Fragmento del texto:

—————

La escritora Mónica Lavín hace una reflexión sobre la soledad y el alcoholismo en la literatura de Carson McCullers. Recuperamos este texto publicado en 2009 en Este País.
Los solos de Carson McCullers
La escritora Mónica Lavín hace una reflexión sobre la soledad y el alcoholismo en la literatura de Carson McCullers. Recuperamos este texto publicado en 2009 en Este País.
Texto de Mónica Lavín 19/04/22
Si fuéramos anfitriones de los personajes de la escritora sureña Carson McCullers y les preguntáramos: “¿Qué les ofrezco de tomar?”, todos —excepto Mick o Frankie que querrían una limonada— pedirían whisky, bourbon (sin marca porque estamos en la prohibición), sherry o cerveza, y lo preferirían en la habitación, a solas o con su pareja, porque no festejarían esta extraña reunión que les incomoda profundamente y que no entienden y cuya incomodidad no expresan, como no lo hacen en los textos de donde los hemos sacado. Porque no comprenden que los amemos y no saben cómo deshacerse de nosotros ni de su soledad —“Otro whisky por favor”. Porque todos preferimos amar a ser amados, como lo expresa el narrador de La balada del café triste, como le ocurre a la señorita Amelia con su primo el jorobado. “El amado ama y teme al amante, y por la mejor de las razones. El amante siempre está tratando de desnudar al amado. El amante desea cualquier relación posible con el amado, aun si la experiencia le produce dolor.”
“¿Estaba borracho?”, pregunta el niño periodiquero de “Una roca, una piedra, una nube”, cuento de Carson McCullers, al dueño de la fonda, cuando el viejo que le ha estado hablando se retira. “No”, le contesta Leo. El hombre que se acaba de ir, mientras bebía su cerveza, le ha compartido al chico su ciencia para poder olvidar a la mujer que amaba. Un método para amar las piedras, el pedazo de cristal, al niño mismo que apenas ha visto.

—————

Registros de datos:
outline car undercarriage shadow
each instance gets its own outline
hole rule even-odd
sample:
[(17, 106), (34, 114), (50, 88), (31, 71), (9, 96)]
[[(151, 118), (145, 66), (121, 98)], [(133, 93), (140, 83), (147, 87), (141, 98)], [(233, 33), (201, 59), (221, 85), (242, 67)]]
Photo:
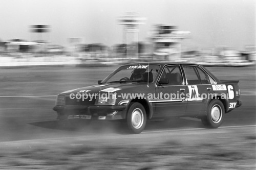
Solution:
[[(102, 121), (94, 120), (91, 122), (71, 123), (66, 120), (50, 120), (29, 123), (44, 128), (67, 131), (78, 131), (92, 133), (112, 133), (121, 134), (131, 134), (125, 121)], [(172, 118), (165, 120), (153, 120), (147, 122), (144, 129), (147, 131), (168, 130), (177, 129), (202, 128), (204, 126), (199, 119)]]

—————

Objetivo: Pasa al inglés esta oración del fragmento sobre Carson McCullers: "El amante siempre está tratando de desnudar al amado." Responde basándote solo en el fragmento.

Ejercicio resuelto: The lover is always trying to strip the beloved bare.